P4-SFU

This repository contains the code that was executed in order to determine whether a P4 SFU can decrease the proccessing time needed for packet multicasting in comparison to a User-level SFU. P4 folder contains files for the P4 SFU experiment, while User-level for the server based SFU written in Python.

Introduction

The purpose of this text is to provide an insight on the capabilities of an SFU in P4. Also known as Selective Forwarding Unit (SFU). It is deployed in almost every modern conferencing system and serves as a mean to duplicate and forward media streams between users. However, it is a frequent phenomenon for SFUs to not be specialized with the goal of reducing delay, and that load falls into the mechanisms that are responsible for the transportation of packets between kernel and user space. This occurrence can be bypassed with the use of P4.

SFU methods

We will examine the performance of two different SFUs. One built in the P4 programming language, and another built to mimic an SFU that uses the application layer to perform packet duplication. P4 stands for Programming Protocol-independent Packet Processors. This programming language allows for greater flexibility in the functionality of switches. This is the feature that we will be taking advantage of, in order to build an SFU that can manage to duplicate packets without reaching the application level. With the aim of having a comparison measure for the SFU in P4, we also created an SFU that runs purely on python scripts.

Implementation Details

Environment configuration

For the implementation of an SFU in P4, a virtual machine was used with a freshly installed Ubuntu 20.04.6 LTS. In order to install all the required P4 development tools, the following script was executed: install-p4dev-v5.sh. The experiment is being run on the folders of the p4 tutorial exercises so the main makefile can be used to automate network generation process. As per exercise, and explained in the project folders includes, a secondary make file that configures the architecture of the P4 switch and the topology. The architecture being used is that of BMv2. Both of the SFUs used Mininet to emulate and handle the virtual network. The traffic that flows through our virtual network was captured and analyzed through Wireshark.

P4 SFU

The P4 SFU uses the BMv2 framework with the simple switch grpc process. The P4 file is written in the P4 16 version of the P4 language and uses core.p4 and the v1model. The packets that circulate in our virtual network are UDP packets. Consequently, the headers of the P4 file include 3 structures, an ethernet, an ipv4 and a udp structure. The SFU parser identifies and extracts these three headers and passes that packet to ingress processing. Inside the ingress processing block, four actions are specified. action drop marks a packet for drop, action ipv4 forward forwards the packet according to control plane rules. Finally, actions multicastLQ and multicastHQ are used to mark a packet according to the group it needs to be multicast towards. This is used by changing the standard metadata.mcast grp field provided by the v1model. The multicast group entries are provided in the s1-runtime file. The condition that decides where the packet will be multicasted is that of the UDP destination port. After the ingress processing block, naturally, comes the the egress processing block. There, the packets’ egress port is compared with the ingress port for the purpose of avoiding the packet to be sent to the sender himself. Following the V1Switch architecture, the packet has its headers reassembled and becomes serialized in order to be sent towards the appropriate recipients.
* * * *
> [What you will do]:
1: In the P4 SFU text, which script was executed to install the required P4 development tools?
2: List every action that the P4 SFU text says is specified inside the ingress processing block.
3: Extend the P4 SFU text, picking up after its final sentence.
The rows have no connection to the P4 SFU text.
* * * *
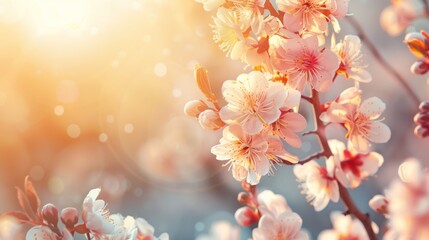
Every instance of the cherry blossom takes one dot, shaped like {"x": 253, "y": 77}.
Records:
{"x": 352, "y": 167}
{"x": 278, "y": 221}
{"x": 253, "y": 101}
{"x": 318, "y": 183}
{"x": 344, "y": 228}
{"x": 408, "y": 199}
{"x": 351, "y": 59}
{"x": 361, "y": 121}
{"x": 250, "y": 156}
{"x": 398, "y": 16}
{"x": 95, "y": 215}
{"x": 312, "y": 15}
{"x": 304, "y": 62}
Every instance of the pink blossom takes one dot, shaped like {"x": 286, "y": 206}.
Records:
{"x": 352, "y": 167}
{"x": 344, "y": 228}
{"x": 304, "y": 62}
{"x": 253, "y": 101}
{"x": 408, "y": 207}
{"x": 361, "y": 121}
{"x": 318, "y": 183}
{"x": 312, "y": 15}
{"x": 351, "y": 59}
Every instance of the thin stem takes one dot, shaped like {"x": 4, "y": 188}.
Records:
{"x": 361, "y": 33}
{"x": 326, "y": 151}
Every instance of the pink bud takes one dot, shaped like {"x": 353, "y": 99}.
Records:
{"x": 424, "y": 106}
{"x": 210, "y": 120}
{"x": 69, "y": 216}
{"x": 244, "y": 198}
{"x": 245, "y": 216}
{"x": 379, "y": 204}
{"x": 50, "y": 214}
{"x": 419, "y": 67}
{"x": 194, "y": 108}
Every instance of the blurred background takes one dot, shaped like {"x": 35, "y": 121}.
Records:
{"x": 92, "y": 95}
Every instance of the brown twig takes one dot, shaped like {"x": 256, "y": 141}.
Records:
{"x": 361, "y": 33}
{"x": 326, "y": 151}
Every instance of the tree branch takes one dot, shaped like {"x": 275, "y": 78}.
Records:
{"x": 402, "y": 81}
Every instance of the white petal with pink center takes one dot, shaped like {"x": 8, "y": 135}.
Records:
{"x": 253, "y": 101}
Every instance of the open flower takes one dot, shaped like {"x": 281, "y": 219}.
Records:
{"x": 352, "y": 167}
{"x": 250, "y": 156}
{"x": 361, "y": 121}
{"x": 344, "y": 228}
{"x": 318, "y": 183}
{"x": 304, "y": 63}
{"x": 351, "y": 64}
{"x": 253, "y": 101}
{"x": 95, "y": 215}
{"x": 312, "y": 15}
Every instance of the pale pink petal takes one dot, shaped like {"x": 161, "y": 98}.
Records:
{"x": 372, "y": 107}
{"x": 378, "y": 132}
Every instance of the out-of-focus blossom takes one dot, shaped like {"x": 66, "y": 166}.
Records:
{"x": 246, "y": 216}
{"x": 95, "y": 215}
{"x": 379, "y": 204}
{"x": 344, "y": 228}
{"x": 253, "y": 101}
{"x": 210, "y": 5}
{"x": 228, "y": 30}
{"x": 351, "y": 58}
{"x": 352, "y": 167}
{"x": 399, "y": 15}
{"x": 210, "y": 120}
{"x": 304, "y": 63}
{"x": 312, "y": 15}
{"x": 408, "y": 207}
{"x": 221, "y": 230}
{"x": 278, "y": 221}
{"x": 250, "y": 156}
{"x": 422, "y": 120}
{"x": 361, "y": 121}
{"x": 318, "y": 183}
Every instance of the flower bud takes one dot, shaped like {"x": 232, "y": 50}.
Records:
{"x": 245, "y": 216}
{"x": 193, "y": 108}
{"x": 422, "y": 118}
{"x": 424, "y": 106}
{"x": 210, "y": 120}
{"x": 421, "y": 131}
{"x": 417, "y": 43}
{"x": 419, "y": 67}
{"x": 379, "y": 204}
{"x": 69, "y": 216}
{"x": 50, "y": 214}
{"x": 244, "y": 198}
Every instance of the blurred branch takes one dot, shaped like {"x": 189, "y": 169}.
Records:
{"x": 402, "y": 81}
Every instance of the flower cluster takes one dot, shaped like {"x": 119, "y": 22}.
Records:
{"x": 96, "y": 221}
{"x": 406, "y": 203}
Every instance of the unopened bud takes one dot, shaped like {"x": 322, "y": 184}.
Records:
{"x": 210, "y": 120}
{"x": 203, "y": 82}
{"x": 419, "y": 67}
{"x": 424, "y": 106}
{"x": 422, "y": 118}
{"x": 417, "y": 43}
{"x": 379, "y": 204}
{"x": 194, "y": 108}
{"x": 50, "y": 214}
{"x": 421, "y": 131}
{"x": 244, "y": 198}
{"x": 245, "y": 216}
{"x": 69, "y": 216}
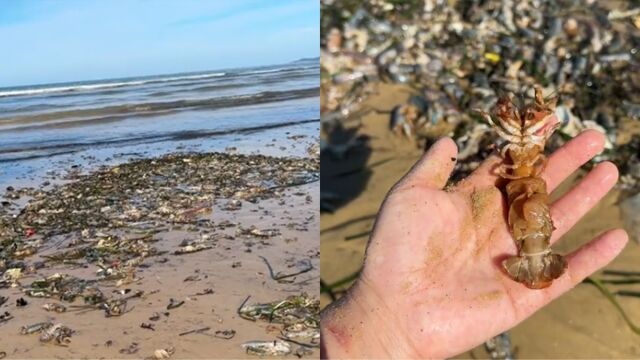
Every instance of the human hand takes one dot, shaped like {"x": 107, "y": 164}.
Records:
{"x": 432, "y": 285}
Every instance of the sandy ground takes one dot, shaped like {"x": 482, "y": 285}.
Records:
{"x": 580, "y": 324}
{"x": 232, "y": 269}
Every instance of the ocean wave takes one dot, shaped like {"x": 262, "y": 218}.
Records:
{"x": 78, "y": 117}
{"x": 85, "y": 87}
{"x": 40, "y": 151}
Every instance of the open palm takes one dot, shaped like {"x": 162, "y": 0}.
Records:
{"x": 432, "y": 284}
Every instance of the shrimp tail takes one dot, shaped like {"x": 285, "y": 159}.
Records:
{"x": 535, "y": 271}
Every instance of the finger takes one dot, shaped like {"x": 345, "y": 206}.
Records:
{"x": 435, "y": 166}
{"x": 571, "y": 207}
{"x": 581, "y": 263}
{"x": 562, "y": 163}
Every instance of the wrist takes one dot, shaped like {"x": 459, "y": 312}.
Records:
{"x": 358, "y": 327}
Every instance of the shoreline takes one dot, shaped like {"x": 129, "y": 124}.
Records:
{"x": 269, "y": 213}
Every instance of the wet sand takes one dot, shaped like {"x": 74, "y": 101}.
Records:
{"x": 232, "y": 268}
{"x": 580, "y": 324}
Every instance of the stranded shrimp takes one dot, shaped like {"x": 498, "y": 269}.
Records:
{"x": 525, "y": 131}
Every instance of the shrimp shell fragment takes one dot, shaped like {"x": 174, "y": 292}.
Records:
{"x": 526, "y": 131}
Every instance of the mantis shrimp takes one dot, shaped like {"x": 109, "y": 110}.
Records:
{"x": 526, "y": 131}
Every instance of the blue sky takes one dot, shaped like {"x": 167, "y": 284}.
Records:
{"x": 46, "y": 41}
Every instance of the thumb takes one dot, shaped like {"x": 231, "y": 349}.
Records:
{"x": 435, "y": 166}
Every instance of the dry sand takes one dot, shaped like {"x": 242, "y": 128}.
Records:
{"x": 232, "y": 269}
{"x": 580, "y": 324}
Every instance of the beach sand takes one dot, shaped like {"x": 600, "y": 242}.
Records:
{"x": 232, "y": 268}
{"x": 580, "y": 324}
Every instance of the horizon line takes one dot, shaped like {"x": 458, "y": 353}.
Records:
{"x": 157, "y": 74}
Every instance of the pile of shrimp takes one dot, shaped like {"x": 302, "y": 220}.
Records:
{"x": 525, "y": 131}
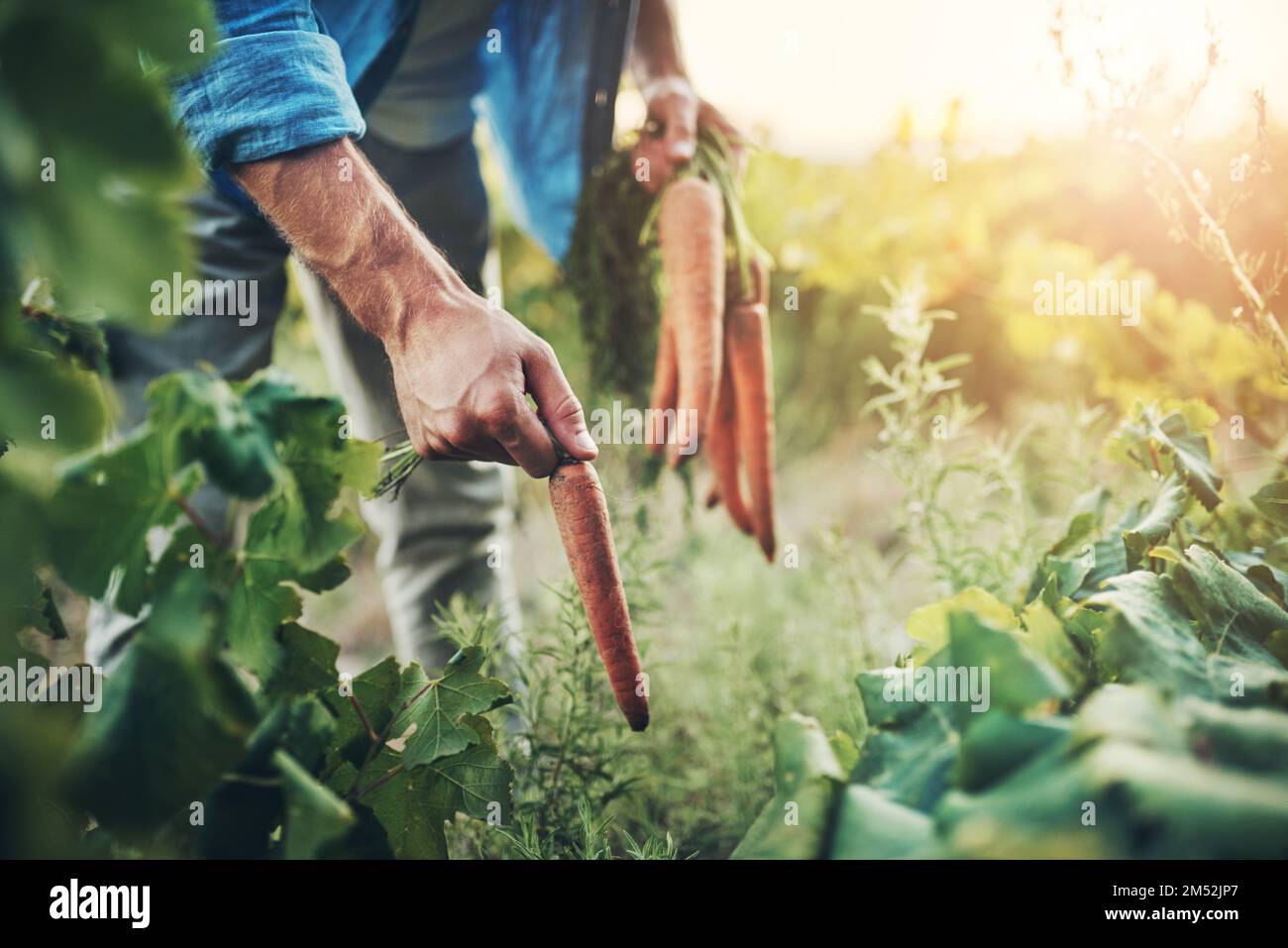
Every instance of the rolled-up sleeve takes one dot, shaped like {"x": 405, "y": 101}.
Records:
* * * *
> [Responses]:
1: install-p4dev-v5.sh

2: drop, ipv4 forward, multicastLQ, multicastHQ

3:
User-level SFU

The User-level SFU aims to produce the same result as the P4 SFU but through a different approach. With this aim in mind, a python program was created. The program acts as the SFU and it is deployed on the central host of the star topology. Since, packet handling is needed, we opted for the use of python’s scapy library. The python program constantly sniffs at every available interface. When a packet is caught, a function that handles its processing is being called asynchronously. The function takes the packet and checks where is it headed. If it is headed for the SFU server, it means the packet has just arrived and needs to be duplicated and forwarded accordingly. So, the IP destination is checked, along with the UDP destination port in order to decide on the correct multicast group. Subsequently, the packet is duplicated as many times it needs to be duplicated and forwarded to the correct receiver.

The experiment

The experiment has been structured to mimic a conferencing application. Firstly, a network topology was established. N Hosts communicated with each other through a star configuration topology, in the middle of which, a P4 switch was managing the traffic. In the case of the server based SFU, we deployed an extra host, which acted as the SFU. This host was connected with every other host on a separate interface. A python script would run on this host, that enabled the SFU host to receive packets from its interfaces and forward them to the proper multicast group, similarly to how the P4 switch functioned. With the intention of imitating a conferencing application environment, that runs with an SFU, it was decided that N of those hosts would receive packets that were of low quality streams, and N/2 of them would receive high quality streams. Each hosts runs a certain python script that allows it to receive its matching quality stream. Furthermore, each host can send a packet to the switch. The switch receives the packet and checks from which UDP port the packet was sent from. Judging based on it, the switch forwards the packet towards the correct multicast group. This part is crucial in conferencing applications and the whole point of this research is to minimize the time it needs to be completed. In addition to this, another set of experiments was conducted, with the purpose of simplifying the interpretation of the results. Particularly, in the second set of experiments, each participant host receives a low quality stream from all its peers. The volume of traffic passing through the SFU varies according to the number of senders and the simulation was running for approximately one minute for both scenarios.

Results

Using our SFU implementations we ran a number of experiments to determine the latency in packet processing from the P4 and User-level SFUs. The difference between the time the packet entered the SFU and the time the packet left the SFU was measured in order to determine the processing cost in each case. In the following tables we can see the results of our experiments. Assuming, that no queues are being formed during the execution of the experiments, the difference between the P4 and the server based SFU is evident. As the number of hosts increases, so does the difference between the delay of each method. Below are the tables which contain the results of the experiments that were conducted.

P4 based SFU statistics with one stream.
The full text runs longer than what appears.